[Point annotation dataset records]
>> Start

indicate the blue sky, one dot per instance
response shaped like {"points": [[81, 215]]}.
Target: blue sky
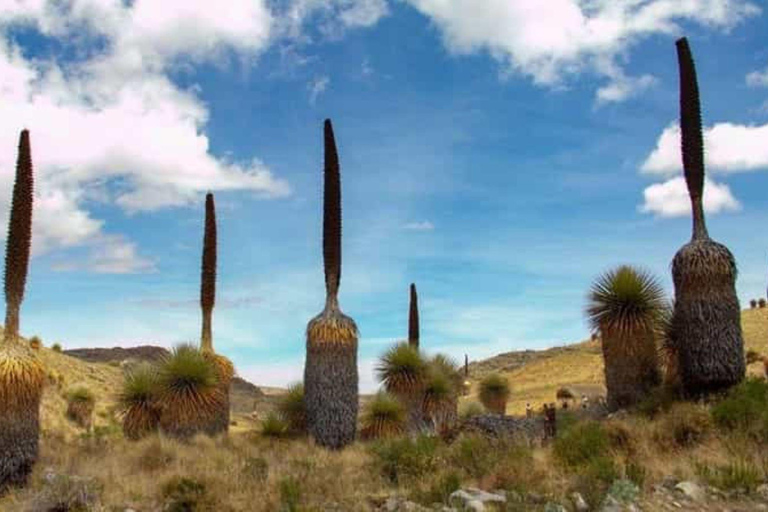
{"points": [[498, 153]]}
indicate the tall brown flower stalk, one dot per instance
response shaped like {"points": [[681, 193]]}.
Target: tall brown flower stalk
{"points": [[330, 371]]}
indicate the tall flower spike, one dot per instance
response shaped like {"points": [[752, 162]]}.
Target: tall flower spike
{"points": [[208, 274], [331, 216], [413, 319], [691, 138], [19, 238]]}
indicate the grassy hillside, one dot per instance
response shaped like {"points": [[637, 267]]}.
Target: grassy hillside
{"points": [[535, 376]]}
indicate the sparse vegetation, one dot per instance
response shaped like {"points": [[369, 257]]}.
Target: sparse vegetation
{"points": [[627, 305], [383, 416], [80, 404], [137, 402], [22, 375], [494, 393], [188, 392], [293, 410]]}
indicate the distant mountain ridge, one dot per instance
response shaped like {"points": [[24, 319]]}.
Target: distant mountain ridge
{"points": [[243, 392]]}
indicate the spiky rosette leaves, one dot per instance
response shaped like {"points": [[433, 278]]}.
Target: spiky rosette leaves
{"points": [[413, 318], [208, 274], [624, 301], [80, 404], [706, 323], [137, 402], [383, 416], [22, 379], [331, 378], [19, 238], [331, 213], [494, 393], [189, 392], [627, 305], [402, 370], [293, 410], [692, 142]]}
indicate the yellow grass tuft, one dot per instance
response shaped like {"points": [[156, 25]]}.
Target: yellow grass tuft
{"points": [[329, 328], [22, 376]]}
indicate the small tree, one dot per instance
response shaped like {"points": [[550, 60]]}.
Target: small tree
{"points": [[383, 416], [137, 402], [494, 393], [403, 372], [626, 305], [706, 322]]}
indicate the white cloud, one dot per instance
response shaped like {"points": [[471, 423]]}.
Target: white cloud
{"points": [[420, 226], [551, 40], [671, 199], [758, 78], [728, 148], [317, 87], [112, 126]]}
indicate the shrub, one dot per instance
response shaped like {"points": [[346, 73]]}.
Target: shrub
{"points": [[582, 444], [402, 458], [626, 306], [745, 409], [494, 393], [383, 416], [403, 372], [80, 404], [292, 410], [184, 494], [274, 426], [35, 343], [684, 426], [137, 401], [256, 468], [470, 409], [188, 392], [68, 493]]}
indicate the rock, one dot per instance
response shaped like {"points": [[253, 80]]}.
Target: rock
{"points": [[611, 504], [691, 490], [463, 498], [474, 506], [579, 503], [669, 482]]}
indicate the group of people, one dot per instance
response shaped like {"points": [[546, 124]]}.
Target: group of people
{"points": [[550, 415]]}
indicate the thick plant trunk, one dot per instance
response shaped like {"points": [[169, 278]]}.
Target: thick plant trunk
{"points": [[631, 368], [19, 433], [331, 393]]}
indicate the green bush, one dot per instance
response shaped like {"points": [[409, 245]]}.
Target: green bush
{"points": [[470, 409], [256, 468], [290, 494], [684, 426], [739, 474], [745, 409], [582, 444], [403, 458], [183, 494]]}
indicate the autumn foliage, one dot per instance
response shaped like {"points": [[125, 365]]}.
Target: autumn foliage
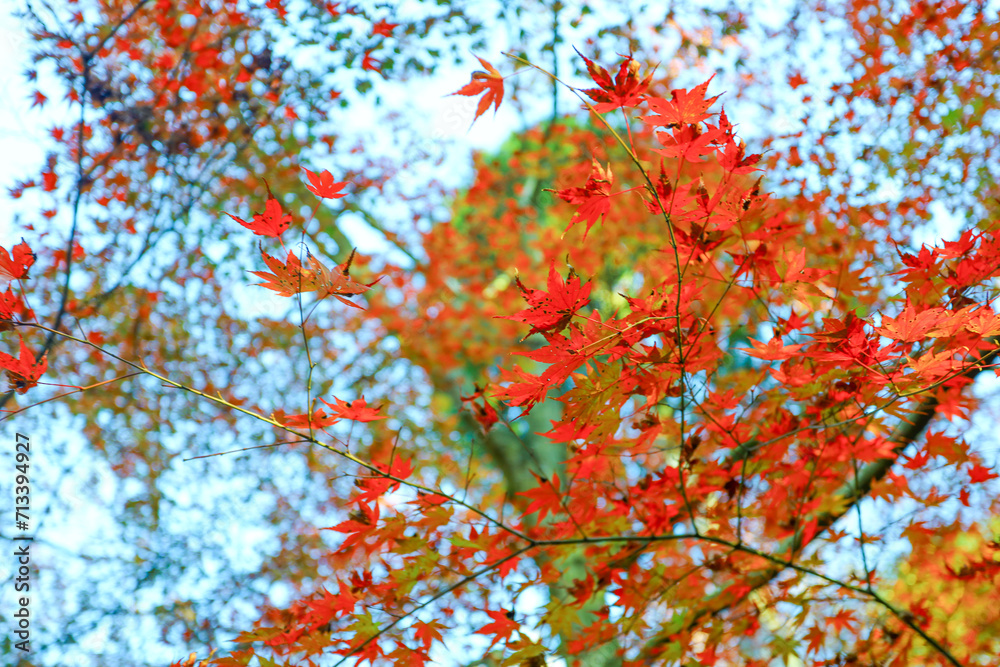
{"points": [[644, 398]]}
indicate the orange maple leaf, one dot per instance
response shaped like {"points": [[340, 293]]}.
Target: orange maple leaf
{"points": [[15, 265], [322, 185], [491, 82], [272, 222], [593, 199], [502, 627], [773, 350], [357, 410], [685, 107], [24, 371]]}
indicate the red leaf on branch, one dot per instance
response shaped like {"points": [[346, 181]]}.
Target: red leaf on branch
{"points": [[338, 283], [625, 91], [551, 311], [773, 350], [684, 107], [290, 278], [272, 222], [15, 265], [980, 473], [323, 185], [383, 28], [490, 82], [24, 371], [501, 628], [357, 410], [593, 199]]}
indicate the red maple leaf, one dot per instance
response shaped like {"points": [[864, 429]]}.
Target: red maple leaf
{"points": [[24, 371], [684, 107], [773, 350], [979, 474], [337, 283], [383, 28], [357, 410], [287, 278], [10, 303], [544, 498], [318, 421], [502, 627], [552, 310], [272, 222], [490, 82], [290, 278], [593, 199], [625, 91], [371, 64], [322, 185], [15, 265]]}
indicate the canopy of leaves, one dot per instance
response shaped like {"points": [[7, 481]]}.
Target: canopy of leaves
{"points": [[653, 438]]}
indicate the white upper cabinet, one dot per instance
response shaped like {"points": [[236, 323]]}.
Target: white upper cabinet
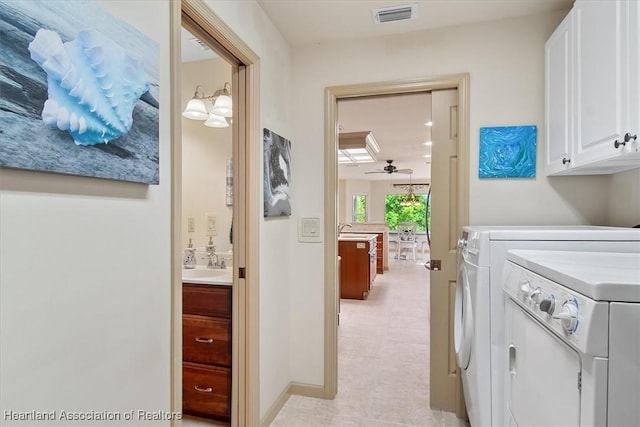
{"points": [[592, 82], [558, 89]]}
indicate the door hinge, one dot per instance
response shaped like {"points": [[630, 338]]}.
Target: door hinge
{"points": [[580, 381]]}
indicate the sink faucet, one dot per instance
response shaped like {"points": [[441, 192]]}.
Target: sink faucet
{"points": [[342, 226], [211, 254]]}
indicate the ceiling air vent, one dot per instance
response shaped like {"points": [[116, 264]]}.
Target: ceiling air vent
{"points": [[395, 13]]}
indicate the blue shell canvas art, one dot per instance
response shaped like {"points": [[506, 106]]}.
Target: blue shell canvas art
{"points": [[93, 85], [507, 152], [80, 90]]}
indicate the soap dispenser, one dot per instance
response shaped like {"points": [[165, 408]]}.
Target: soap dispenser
{"points": [[189, 260]]}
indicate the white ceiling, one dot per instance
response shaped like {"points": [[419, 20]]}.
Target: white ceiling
{"points": [[398, 125], [305, 22]]}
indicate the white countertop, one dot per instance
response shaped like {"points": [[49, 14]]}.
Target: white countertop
{"points": [[208, 276], [602, 276]]}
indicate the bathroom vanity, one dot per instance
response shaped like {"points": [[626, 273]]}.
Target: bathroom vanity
{"points": [[206, 344]]}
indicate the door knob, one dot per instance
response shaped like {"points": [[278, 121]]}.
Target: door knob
{"points": [[435, 265], [627, 137]]}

>> End

Switch "white" to "ivory" throughout the lines from the one containing "indicate the sink" through the end of the material, and write those lines out again with nothing else altered.

indicate the sink faucet, one dot per instance
response shaped like {"points": [[441, 192]]}.
Target: sink faucet
{"points": [[342, 226], [211, 254]]}
indicate the ceiling air vent, one dot per instance
response shaped like {"points": [[116, 264]]}.
Target: ceiling air vent
{"points": [[395, 13]]}
indicate the blue shell canvas art, one dot per instance
response shaped like {"points": [[506, 106]]}.
Target: blue shell canvas art
{"points": [[93, 85], [507, 152], [80, 90]]}
indicate the soap dispenser, one dot per instance
response shaped like {"points": [[165, 408]]}.
Target: soap dispenser
{"points": [[189, 260]]}
indicate the ivory ceiling, one dot per instance
response shaped like {"points": [[419, 20]]}.
Target: ivory ceiling
{"points": [[398, 125], [305, 22]]}
indicate the ivory countertop, one dot per instance
response shaped like {"points": [[49, 14]]}.
Target: ivory countertop
{"points": [[208, 276], [602, 276]]}
indicate the bathroom vanity, one dot per instance
response shaped like {"points": [[626, 273]]}.
Target: bathroom vanity
{"points": [[206, 344]]}
indicate the door knob, one dot per instance
response shaped like {"points": [[278, 121]]}.
Target: door knob
{"points": [[435, 265], [627, 137]]}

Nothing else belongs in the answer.